De tarde, poucas pessoas entraram na loja da rua do Ouro, em Lisboa, mas o dia na Azevedo Pinho & Jesus já estava feito. Antes do almoço, a casa de compra e venda de ouro e prata usados e de penhores comprou uma barra de ouro a duas brasileiras, perto dos 30 anos, que receberam dois mil euros isentos de qualquer imposto. Como Maria João Barbosa não tinha nenhuma barra de ouro no cofre da casa, fundada há 68 anos, vai mantê-la ali algum tempo. “É ouro de investimento, em que nunca se perde dinheiro”, garante a filha do proprietário, João Barbosa. Já o conjunto de moedas da contrastaria (ouro puro), adquiridas por €4 mil a uma portuguesa de meia-idade, vão para derreter.

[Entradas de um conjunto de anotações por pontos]
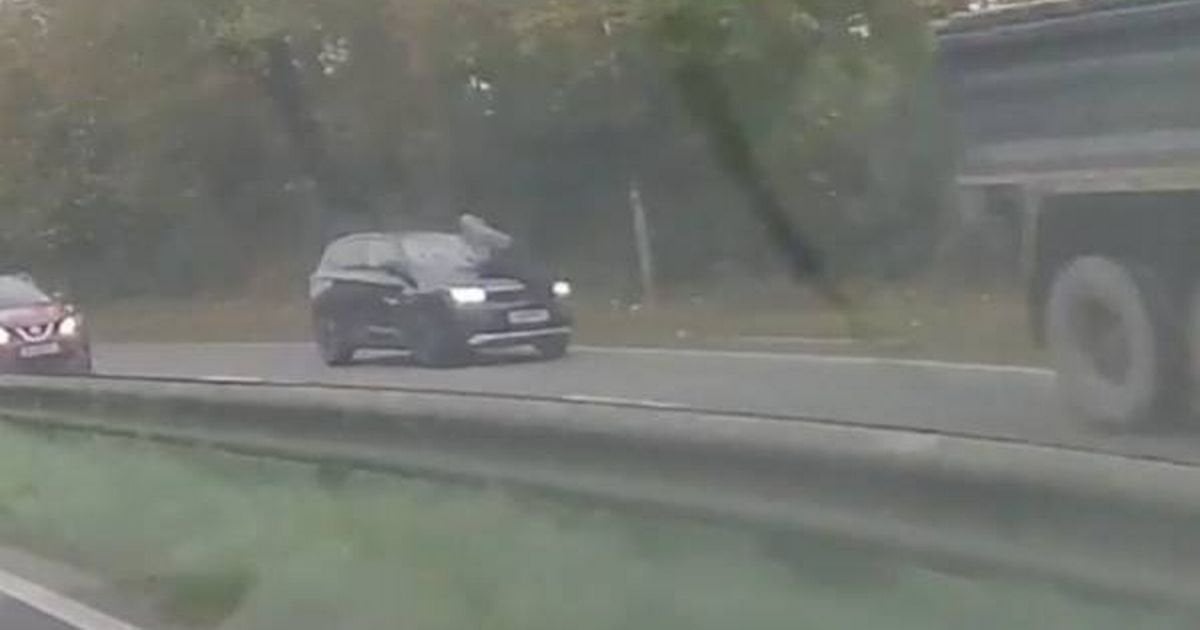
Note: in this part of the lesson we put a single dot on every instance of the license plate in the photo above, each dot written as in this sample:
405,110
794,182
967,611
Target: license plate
41,349
535,316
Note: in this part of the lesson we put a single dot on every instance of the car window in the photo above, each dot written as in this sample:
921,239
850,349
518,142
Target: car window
441,251
382,252
346,255
15,292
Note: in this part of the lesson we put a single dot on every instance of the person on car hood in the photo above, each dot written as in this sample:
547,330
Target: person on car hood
483,239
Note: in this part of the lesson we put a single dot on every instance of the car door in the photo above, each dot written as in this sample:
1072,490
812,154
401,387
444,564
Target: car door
382,303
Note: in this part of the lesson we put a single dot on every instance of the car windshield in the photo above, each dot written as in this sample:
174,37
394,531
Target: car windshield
441,257
539,315
17,293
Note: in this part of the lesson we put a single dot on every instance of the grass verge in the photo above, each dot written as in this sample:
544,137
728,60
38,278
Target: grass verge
241,544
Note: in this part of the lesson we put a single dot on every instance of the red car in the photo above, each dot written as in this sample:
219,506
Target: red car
40,334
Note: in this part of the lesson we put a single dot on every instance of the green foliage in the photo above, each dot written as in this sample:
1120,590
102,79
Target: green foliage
154,145
231,543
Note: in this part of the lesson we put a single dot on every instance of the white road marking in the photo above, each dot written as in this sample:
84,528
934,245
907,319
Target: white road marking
819,359
63,609
612,400
808,341
232,379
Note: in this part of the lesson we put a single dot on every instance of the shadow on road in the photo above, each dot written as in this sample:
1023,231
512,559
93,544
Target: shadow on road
483,359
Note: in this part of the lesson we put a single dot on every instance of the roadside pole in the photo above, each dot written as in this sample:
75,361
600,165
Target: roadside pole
642,241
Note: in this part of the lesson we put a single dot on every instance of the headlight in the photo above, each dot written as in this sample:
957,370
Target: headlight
468,295
69,327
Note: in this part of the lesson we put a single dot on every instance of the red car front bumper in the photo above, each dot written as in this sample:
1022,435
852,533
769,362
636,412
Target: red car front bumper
55,355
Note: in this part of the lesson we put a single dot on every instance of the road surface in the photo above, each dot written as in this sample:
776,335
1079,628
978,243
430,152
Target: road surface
988,401
28,605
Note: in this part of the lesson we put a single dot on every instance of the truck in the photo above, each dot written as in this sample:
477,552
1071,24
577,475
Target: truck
1081,119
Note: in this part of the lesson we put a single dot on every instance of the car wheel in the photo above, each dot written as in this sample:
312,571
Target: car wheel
1114,342
335,351
437,346
552,347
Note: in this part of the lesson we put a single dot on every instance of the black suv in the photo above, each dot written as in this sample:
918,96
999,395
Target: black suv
441,295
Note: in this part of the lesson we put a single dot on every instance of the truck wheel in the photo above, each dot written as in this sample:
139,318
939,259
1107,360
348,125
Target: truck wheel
1115,342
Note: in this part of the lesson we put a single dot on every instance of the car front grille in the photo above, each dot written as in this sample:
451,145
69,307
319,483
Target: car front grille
35,333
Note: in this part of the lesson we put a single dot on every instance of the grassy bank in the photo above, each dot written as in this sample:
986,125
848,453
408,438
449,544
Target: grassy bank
239,544
898,322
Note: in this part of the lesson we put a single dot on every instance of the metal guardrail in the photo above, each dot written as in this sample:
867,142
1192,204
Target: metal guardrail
1116,525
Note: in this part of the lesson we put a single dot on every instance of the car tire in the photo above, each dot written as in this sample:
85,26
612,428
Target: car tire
331,342
1115,343
552,347
435,345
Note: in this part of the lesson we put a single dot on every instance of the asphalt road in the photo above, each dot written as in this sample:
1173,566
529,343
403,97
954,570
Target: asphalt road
18,616
987,401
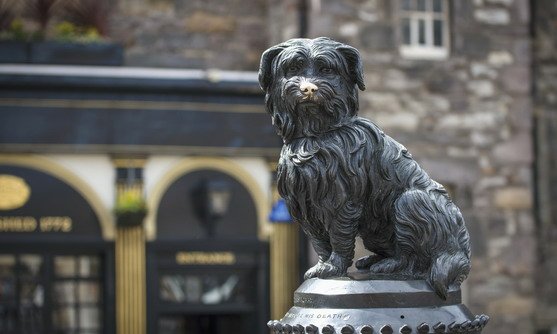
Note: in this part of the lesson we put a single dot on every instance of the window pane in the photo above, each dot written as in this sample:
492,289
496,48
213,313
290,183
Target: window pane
64,292
30,265
406,31
88,292
438,32
89,318
64,266
89,266
7,289
64,318
204,289
421,32
407,4
422,5
7,264
31,294
438,6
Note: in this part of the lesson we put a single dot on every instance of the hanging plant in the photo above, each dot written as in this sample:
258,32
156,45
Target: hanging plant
130,209
88,15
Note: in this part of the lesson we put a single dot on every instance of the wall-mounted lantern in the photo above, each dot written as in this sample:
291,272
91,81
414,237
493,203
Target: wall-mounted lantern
211,201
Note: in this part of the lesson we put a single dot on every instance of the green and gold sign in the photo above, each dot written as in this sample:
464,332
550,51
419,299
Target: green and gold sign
34,202
14,192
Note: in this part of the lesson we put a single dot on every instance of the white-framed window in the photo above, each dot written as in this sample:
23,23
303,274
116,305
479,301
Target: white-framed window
424,28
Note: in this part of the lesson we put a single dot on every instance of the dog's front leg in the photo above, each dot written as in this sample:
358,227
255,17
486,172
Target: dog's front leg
320,241
342,230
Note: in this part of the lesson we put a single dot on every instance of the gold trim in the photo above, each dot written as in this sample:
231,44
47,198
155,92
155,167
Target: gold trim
211,150
223,165
45,165
129,162
134,105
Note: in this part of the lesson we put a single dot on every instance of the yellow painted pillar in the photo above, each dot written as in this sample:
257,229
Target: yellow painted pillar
130,280
284,267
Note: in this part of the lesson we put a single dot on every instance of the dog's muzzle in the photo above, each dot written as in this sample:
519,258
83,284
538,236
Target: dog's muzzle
308,89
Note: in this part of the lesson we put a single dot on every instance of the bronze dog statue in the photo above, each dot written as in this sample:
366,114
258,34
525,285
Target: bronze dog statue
341,176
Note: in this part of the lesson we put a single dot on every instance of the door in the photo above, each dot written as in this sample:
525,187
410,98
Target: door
52,293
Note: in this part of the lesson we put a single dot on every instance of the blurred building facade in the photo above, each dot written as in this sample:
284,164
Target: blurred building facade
467,86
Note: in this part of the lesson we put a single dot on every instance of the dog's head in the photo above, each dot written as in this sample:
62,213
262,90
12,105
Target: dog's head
310,85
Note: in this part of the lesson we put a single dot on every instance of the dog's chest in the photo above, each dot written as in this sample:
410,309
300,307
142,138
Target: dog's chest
314,170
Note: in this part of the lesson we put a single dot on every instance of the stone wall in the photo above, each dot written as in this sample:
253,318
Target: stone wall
192,34
468,121
545,101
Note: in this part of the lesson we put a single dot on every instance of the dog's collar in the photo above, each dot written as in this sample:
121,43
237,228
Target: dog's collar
317,136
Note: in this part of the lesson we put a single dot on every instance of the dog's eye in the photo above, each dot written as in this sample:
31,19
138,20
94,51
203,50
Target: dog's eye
294,68
326,70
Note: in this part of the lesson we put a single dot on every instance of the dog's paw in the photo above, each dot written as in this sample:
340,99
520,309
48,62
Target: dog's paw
315,270
367,261
388,266
335,266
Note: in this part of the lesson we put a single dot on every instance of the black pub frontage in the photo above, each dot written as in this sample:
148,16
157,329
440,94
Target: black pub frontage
193,147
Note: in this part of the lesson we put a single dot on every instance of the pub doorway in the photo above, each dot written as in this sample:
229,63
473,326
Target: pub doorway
56,268
47,291
207,269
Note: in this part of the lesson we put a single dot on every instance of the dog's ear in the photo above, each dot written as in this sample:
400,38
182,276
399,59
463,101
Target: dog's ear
354,62
265,70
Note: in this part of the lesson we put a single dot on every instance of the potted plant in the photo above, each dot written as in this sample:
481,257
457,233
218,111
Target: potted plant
80,38
71,32
130,209
13,39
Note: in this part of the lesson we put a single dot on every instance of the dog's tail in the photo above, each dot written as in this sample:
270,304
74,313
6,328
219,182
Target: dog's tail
446,270
451,266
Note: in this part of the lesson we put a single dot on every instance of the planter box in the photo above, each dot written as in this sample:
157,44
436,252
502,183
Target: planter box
130,219
14,52
65,53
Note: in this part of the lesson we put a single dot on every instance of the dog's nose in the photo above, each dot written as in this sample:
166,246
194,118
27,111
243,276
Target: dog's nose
308,88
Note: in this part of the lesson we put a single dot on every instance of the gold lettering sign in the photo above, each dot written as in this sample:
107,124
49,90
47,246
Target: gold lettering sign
30,224
205,258
14,192
56,224
18,224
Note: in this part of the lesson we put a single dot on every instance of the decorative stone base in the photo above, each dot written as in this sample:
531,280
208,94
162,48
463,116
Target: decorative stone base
373,305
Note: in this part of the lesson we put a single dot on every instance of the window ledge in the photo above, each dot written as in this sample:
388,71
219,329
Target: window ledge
421,52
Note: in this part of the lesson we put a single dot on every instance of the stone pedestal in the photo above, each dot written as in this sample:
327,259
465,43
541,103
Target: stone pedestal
366,304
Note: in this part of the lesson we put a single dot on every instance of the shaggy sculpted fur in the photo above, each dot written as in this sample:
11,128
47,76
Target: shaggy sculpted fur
341,176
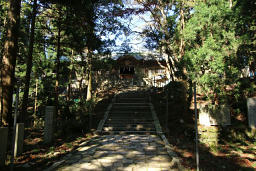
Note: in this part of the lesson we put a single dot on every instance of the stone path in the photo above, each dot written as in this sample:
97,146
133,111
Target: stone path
131,141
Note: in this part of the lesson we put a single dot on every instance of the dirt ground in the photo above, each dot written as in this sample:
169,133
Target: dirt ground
233,152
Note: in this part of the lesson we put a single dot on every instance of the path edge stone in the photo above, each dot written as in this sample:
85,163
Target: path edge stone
102,122
168,146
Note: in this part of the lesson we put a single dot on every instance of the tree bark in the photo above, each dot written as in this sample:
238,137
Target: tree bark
89,86
57,70
23,115
9,58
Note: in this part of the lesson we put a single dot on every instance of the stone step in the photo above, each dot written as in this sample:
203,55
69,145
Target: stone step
128,132
130,112
131,100
127,129
127,118
130,107
131,104
130,115
147,124
120,109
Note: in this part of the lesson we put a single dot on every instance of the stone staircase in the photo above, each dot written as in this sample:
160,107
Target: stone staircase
130,114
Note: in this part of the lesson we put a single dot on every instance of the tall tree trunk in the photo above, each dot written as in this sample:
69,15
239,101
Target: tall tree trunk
29,65
36,92
57,71
9,58
89,86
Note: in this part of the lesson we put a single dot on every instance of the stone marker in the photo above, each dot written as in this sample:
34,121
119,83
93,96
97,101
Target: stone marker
251,105
3,145
214,116
19,139
49,123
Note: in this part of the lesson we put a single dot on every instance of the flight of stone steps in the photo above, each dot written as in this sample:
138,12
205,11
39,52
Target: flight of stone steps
130,114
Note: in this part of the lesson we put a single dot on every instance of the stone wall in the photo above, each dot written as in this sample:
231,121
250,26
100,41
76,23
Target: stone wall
3,145
208,135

## Tarefas propostas
[a] Diga se cada afirmação concorda com o texto sobre a loja de ouro: (i) a loja fica na rua do Ouro, em Lisboa; (ii) as duas brasileiras receberam quatro mil euros pela barra de ouro; (iii) as moedas da contrastaria vão ficar guardadas no cofre. Responda a cada uma com sim ou não e cite as palavras exatas do texto que decidem a resposta.
[b] Devolva, sem qualquer alteração, o trecho do texto sobre a loja de ouro que vai de "De tarde, poucas" até "vão para derreter.", ambos incluídos.

## Respostas
[a]
(i) Sim: "na loja da rua do Ouro, em Lisboa"
(ii) Não: "que receberam dois mil euros isentos de qualquer imposto"
(iii) Não: "vão para derreter"

[b]
De tarde, poucas pessoas entraram na loja da rua do Ouro, em Lisboa, mas o dia na Azevedo Pinho & Jesus já estava feito. Antes do almoço, a casa de compra e venda de ouro e prata usados e de penhores comprou uma barra de ouro a duas brasileiras, perto dos 30 anos, que receberam dois mil euros isentos de qualquer imposto. Como Maria João Barbosa não tinha nenhuma barra de ouro no cofre da casa, fundada há 68 anos, vai mantê-la ali algum tempo. “É ouro de investimento, em que nunca se perde dinheiro”, garante a filha do proprietário, João Barbosa. Já o conjunto de moedas da contrastaria (ouro puro), adquiridas por €4 mil a uma portuguesa de meia-idade, vão para derreter.